_INSTRUCTIONS TO FOLLOW_
Rewrite the material with every "in this photo" changed to "in this image" and nothing else altered, leaving the pictures out.

_EXERCISE MATERIAL_
-=-=-
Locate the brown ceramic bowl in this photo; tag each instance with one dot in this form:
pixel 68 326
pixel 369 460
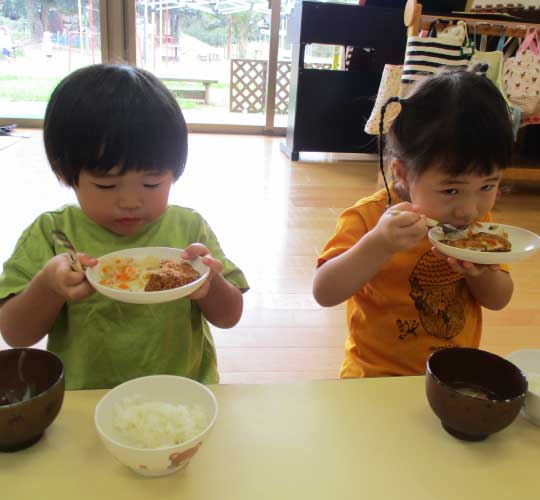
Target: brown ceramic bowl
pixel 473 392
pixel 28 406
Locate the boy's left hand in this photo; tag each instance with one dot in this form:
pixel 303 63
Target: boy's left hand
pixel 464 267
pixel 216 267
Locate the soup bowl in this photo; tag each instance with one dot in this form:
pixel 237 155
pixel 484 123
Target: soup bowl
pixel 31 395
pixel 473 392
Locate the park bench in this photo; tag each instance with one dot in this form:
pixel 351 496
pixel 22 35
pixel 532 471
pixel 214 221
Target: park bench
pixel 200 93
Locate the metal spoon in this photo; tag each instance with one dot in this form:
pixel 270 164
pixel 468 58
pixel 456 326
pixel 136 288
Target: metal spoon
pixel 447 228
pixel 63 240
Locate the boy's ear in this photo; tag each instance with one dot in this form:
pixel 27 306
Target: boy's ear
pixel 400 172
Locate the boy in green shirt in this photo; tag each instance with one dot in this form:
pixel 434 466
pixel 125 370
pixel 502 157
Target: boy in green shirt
-=-=-
_FINAL RESULT_
Locate the brown ceramic bowl in this image; tag each instance with one dot in this form:
pixel 68 326
pixel 369 460
Target: brown ceramic bowl
pixel 473 392
pixel 28 406
Locate the boy's left hand in this image; tag each instance with one dot in this form:
pixel 303 63
Target: boy's left hand
pixel 464 267
pixel 216 267
Locate the soup bowl in this image; tag each instance with one dot in this form:
pixel 237 155
pixel 484 123
Target: soup bowl
pixel 31 395
pixel 473 392
Locate the park bench in this image; tag each instance with one dot in this form:
pixel 351 496
pixel 22 35
pixel 532 471
pixel 214 221
Target: park bench
pixel 200 93
Locate the metal spoon in this image; tag each instance with one dot in this form:
pixel 270 164
pixel 468 58
pixel 456 326
pixel 136 288
Target: metal spoon
pixel 447 228
pixel 63 240
Locate the boy's ear in this image; tag each instance with one dot in this form:
pixel 27 306
Target: boy's ear
pixel 400 172
Locate the boy in green shirt in this image; tag each instance with one dot in this form:
pixel 434 466
pixel 125 370
pixel 502 157
Target: boy in green shirt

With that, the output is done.